WHAT NEEDS TO BE DONE: Print, exactly and completely, every entry in the data.

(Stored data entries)
--*--
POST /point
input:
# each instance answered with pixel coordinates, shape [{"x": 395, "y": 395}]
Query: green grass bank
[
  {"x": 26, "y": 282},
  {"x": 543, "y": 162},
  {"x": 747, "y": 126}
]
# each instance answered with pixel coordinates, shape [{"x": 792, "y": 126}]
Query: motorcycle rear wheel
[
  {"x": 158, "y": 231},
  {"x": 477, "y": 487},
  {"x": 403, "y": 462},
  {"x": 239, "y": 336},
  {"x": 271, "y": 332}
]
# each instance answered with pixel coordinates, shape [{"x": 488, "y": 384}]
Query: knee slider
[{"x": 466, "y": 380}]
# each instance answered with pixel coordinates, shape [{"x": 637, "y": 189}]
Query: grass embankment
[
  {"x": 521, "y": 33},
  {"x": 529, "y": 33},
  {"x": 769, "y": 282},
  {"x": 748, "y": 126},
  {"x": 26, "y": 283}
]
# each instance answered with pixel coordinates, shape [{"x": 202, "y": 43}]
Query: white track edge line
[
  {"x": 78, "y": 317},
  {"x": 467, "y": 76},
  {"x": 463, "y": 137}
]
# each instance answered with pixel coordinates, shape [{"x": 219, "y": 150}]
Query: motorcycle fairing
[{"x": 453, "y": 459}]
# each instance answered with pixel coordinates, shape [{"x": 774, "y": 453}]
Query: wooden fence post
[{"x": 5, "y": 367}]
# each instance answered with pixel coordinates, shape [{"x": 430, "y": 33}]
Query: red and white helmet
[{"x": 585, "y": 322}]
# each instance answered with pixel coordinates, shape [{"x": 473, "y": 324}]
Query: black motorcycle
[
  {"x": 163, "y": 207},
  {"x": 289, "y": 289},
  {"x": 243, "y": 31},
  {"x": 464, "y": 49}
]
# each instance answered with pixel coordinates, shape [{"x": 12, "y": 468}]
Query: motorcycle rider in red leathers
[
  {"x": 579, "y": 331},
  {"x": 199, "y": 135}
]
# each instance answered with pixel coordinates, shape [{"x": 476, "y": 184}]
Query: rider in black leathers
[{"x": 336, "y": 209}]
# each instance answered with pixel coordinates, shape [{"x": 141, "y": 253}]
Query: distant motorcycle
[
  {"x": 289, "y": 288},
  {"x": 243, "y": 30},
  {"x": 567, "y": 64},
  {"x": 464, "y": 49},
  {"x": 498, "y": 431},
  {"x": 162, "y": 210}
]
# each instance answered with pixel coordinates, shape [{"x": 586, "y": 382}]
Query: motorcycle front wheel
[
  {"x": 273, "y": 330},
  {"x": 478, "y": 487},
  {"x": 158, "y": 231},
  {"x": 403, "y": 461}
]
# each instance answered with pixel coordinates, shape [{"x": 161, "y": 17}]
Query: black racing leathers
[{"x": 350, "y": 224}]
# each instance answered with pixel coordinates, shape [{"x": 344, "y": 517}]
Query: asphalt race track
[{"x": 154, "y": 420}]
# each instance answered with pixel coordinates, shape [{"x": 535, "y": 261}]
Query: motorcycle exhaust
--*--
FULL SOLUTION:
POST /point
input:
# each instance answered with pixel coordinates, shape [{"x": 395, "y": 395}]
Query: green grass bank
[
  {"x": 26, "y": 282},
  {"x": 543, "y": 162},
  {"x": 747, "y": 126}
]
# each instance answered with pixel coordinates, shape [{"x": 792, "y": 126}]
Query: motorcycle rear wheel
[
  {"x": 158, "y": 231},
  {"x": 477, "y": 487},
  {"x": 403, "y": 462},
  {"x": 239, "y": 336},
  {"x": 271, "y": 332}
]
# each instance answered with pixel coordinates, shape [{"x": 488, "y": 384}]
Query: knee slider
[{"x": 466, "y": 380}]
# each instance answered with pixel coordinates, shape [{"x": 637, "y": 189}]
Query: grass embankment
[
  {"x": 521, "y": 33},
  {"x": 529, "y": 33},
  {"x": 769, "y": 282},
  {"x": 748, "y": 126},
  {"x": 26, "y": 283}
]
# each instance answered with pixel coordinates, shape [{"x": 202, "y": 43}]
Query: white track edge line
[
  {"x": 78, "y": 317},
  {"x": 467, "y": 76},
  {"x": 463, "y": 137}
]
# each instance answered with pixel coordinates, shape [{"x": 219, "y": 150}]
Query: motorcycle fairing
[{"x": 453, "y": 459}]
# each instance answered with pixel coordinates, shape [{"x": 774, "y": 453}]
Query: wooden fence post
[{"x": 5, "y": 367}]
# each instance answered with pixel coordinates, shape [{"x": 430, "y": 33}]
Query: red and white helmet
[{"x": 585, "y": 322}]
# each instance answered with pixel coordinates, shape [{"x": 473, "y": 324}]
Query: black motorcycle
[
  {"x": 163, "y": 207},
  {"x": 289, "y": 289},
  {"x": 243, "y": 31},
  {"x": 464, "y": 49}
]
# each instance answered with pixel coordinates, shape [{"x": 12, "y": 468}]
Query: motorcycle rider in red leathers
[
  {"x": 579, "y": 331},
  {"x": 199, "y": 135}
]
# each instance answered with pixel coordinates, shape [{"x": 476, "y": 184}]
Query: rider in black leathers
[{"x": 336, "y": 209}]
# each instance answered with pixel coordinates, shape [{"x": 141, "y": 253}]
Query: distant motorcycle
[
  {"x": 289, "y": 288},
  {"x": 243, "y": 30},
  {"x": 567, "y": 64},
  {"x": 464, "y": 49},
  {"x": 498, "y": 431},
  {"x": 162, "y": 210}
]
# each instance answered with pixel coordinates, shape [{"x": 586, "y": 382}]
Query: motorcycle front wheel
[
  {"x": 273, "y": 330},
  {"x": 478, "y": 487},
  {"x": 158, "y": 231},
  {"x": 403, "y": 461}
]
# each instance answered with pixel coordinates, shape [{"x": 161, "y": 17}]
Query: black racing leathers
[{"x": 350, "y": 224}]
# each instance answered with pixel coordinates, shape [{"x": 344, "y": 517}]
Query: asphalt race track
[{"x": 154, "y": 420}]
# each instance answered with pixel coordinates, shape [{"x": 535, "y": 261}]
Query: motorcycle exhaust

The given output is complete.